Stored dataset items
=-=-=
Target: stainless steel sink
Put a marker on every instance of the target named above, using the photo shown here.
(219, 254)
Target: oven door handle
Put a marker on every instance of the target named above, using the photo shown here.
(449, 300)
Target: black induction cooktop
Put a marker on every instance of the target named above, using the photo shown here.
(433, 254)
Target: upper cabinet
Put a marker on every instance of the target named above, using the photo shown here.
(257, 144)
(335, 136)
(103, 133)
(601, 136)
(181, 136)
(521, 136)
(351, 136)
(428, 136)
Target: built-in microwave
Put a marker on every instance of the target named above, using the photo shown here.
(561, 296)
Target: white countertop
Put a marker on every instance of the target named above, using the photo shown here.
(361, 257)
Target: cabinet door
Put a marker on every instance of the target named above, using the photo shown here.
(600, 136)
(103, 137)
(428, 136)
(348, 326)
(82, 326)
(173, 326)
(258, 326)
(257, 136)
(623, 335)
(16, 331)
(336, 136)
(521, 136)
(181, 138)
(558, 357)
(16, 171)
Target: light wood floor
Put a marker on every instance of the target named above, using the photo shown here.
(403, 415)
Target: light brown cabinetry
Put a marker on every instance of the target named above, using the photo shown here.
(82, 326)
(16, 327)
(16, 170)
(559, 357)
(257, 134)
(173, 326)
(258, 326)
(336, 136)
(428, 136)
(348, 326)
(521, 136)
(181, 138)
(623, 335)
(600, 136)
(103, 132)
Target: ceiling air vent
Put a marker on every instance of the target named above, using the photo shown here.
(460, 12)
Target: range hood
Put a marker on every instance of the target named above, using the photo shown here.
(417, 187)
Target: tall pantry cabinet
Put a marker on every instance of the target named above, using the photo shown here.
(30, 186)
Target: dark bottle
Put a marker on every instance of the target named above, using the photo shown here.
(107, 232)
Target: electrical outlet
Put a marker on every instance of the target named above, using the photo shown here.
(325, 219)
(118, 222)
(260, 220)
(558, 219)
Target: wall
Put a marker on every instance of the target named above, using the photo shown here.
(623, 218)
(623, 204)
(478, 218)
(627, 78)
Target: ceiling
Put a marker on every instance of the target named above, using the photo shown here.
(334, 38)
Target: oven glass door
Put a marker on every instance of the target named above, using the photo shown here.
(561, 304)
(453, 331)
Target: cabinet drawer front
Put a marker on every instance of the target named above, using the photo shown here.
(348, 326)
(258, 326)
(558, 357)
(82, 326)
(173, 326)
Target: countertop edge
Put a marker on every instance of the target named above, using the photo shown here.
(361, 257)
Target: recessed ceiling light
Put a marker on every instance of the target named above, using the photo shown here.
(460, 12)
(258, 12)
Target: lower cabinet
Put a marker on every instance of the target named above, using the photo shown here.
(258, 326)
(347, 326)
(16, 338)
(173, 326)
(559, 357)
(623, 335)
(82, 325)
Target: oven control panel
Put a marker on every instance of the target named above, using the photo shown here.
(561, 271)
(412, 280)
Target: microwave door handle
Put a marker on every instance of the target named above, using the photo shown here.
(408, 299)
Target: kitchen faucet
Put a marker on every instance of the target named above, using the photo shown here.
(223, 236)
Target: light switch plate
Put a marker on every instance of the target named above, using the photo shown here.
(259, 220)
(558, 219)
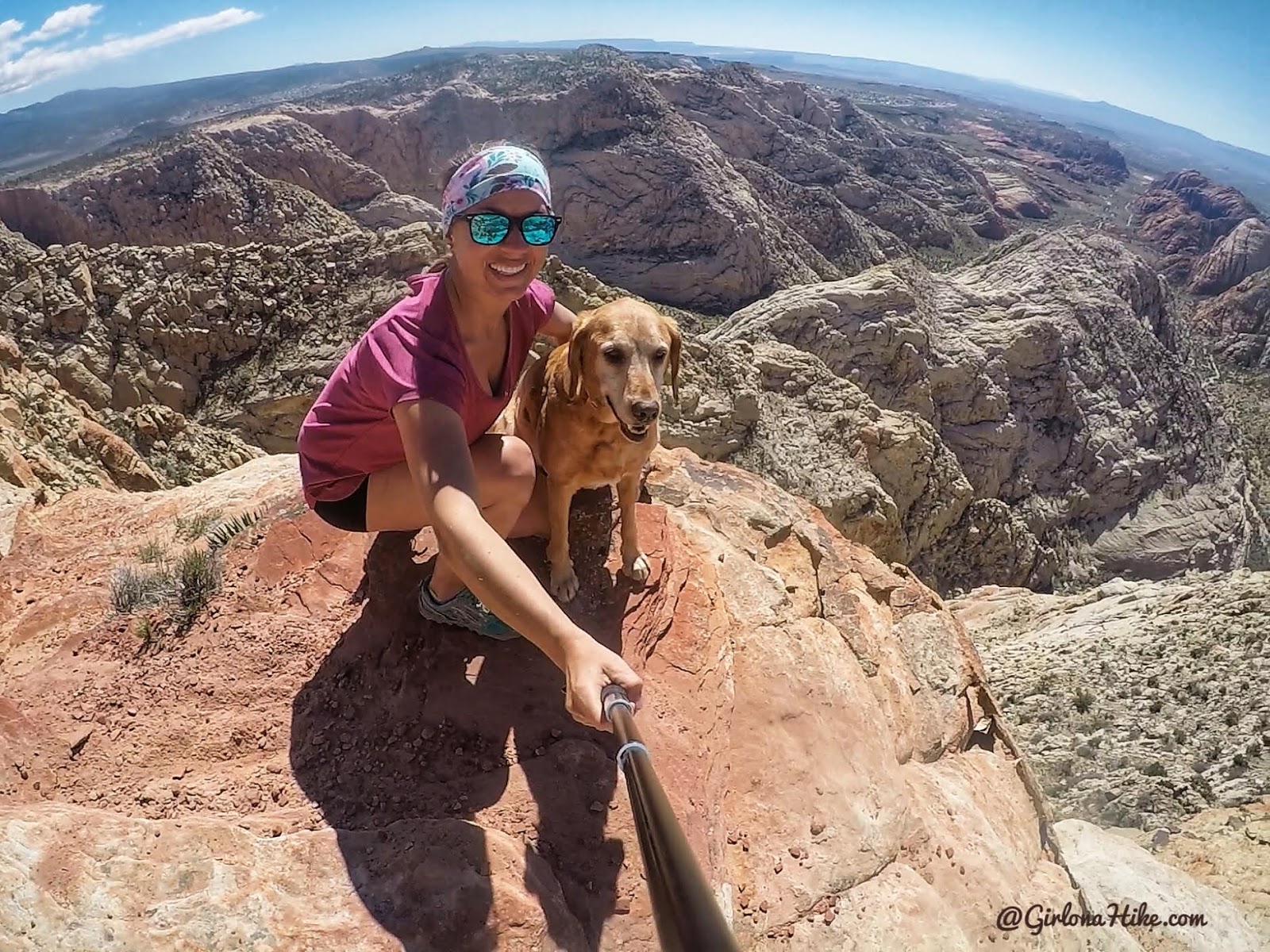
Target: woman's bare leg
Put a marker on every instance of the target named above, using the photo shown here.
(512, 501)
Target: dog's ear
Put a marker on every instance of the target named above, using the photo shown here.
(578, 342)
(672, 330)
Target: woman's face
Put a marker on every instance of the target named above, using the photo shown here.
(507, 268)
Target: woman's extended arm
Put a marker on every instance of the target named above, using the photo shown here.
(440, 460)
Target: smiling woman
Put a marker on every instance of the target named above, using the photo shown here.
(398, 438)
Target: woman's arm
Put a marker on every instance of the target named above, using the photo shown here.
(559, 325)
(440, 460)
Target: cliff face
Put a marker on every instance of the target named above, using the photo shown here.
(702, 188)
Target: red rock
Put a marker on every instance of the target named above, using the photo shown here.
(325, 657)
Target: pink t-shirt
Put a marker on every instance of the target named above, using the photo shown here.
(413, 352)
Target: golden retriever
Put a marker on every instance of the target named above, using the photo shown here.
(590, 413)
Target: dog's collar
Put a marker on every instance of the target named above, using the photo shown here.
(622, 427)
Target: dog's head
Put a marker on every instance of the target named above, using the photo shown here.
(619, 355)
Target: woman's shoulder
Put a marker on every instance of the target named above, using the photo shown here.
(537, 304)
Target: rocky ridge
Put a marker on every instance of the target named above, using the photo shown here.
(201, 357)
(1185, 216)
(1140, 702)
(1020, 366)
(694, 187)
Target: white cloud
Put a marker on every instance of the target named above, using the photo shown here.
(41, 63)
(10, 31)
(65, 21)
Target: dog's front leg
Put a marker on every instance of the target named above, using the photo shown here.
(564, 582)
(634, 562)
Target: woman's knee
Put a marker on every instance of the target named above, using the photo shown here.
(518, 465)
(510, 467)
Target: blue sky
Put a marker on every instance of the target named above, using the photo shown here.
(1206, 67)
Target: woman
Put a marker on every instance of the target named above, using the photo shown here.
(398, 441)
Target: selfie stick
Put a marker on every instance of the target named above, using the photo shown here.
(687, 914)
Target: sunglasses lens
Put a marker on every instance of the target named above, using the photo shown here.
(539, 228)
(488, 228)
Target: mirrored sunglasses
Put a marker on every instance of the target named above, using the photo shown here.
=-=-=
From the records above, print exactly the lines that run from the line with "Target: light wood floor" to the line with "Target: light brown cabinetry", inclusive.

Target: light wood floor
Put a marker on every instance of the target named above, using the photo shown here.
(403, 415)
Target: light brown cabinetry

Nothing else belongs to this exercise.